#### Required task 1
From the wellbore patent text below, quote word for word the passage that begins at the words "Method of Installing an Expandable Tubular in" and ends after the words "the expanded tubular section.".

— Begin Supplied text —

Method of Installing an Expandable Tubular in a Wellbore

Abstract

A method of installing an expandable tubular element in a wellbore comprises lowering the tubular element into the wellbore such that an annular space is formed between the tubular element and the wellbore wall, locating a first compound in the annular space, the first compound being adapted to cooperate with a second compound upon contact therewith so as to form an annular body anchoring the tubular element in the wellbore, radially expanding a section of the tubular element, and inducing the second compound to enter a portion of the annular space surrounding said expanded tubular section. An unexpanded section of the tubular element is disconnected from the expanded tubular section and removed from the expanded tubular section.

Description

The present invention relates to a method of installing a tubular element in a wellbore whereby the tubular element is radially expanded in the wellbore so as to form an expanded tubular section and an unexpanded tubular section, and whereby an annular space is formed between the tubular element and the wellbore wall.

In the description hereinafter, the term “casing” is used to refer either to a wellbore casing or to a wellbore liner. Wellbores for the production of hydrocarbon fluid generally are provided with one or more casings to stabilise the wellbore wall and/or to provide zonal isolation. Cement is pumped into the wellbore to seal the annular space and to fix the casing in the wellbore. Generally, several casings are set at different depth intervals, in a nested arrangement whereby the diameter of each subsequent casing is smaller than the diameter of the previous casing in order to allow lowering of the subsequent casing through the previous casing.

— End Supplied text —
— Begin Input material —

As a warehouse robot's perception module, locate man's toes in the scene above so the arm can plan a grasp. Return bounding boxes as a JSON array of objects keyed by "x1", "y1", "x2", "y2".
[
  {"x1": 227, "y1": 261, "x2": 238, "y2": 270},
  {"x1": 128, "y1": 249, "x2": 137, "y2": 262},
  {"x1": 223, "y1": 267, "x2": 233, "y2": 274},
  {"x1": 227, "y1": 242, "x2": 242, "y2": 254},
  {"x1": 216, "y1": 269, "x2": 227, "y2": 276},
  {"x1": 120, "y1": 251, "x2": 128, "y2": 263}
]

— End Input material —

#### Required task 2
Find every line in the listing above that contains the word "perception", treating case as significant, and copy each such line in full.

#### Written response 1
Method of Installing an Expandable Tubular in a Wellbore

Abstract

A method of installing an expandable tubular element in a wellbore comprises lowering the tubular element into the wellbore such that an annular space is formed between the tubular element and the wellbore wall, locating a first compound in the annular space, the first compound being adapted to cooperate with a second compound upon contact therewith so as to form an annular body anchoring the tubular element in the wellbore, radially expanding a section of the tubular element, and inducing the second compound to enter a portion of the annular space surrounding said expanded tubular section. An unexpanded section of the tubular element is disconnected from the expanded tubular section and removed from the expanded tubular section.

#### Written response 2
As a warehouse robot's perception module, locate man's toes in the scene above so the arm can plan a grasp. Return bounding boxes as a JSON array of objects keyed by "x1", "y1", "x2", "y2".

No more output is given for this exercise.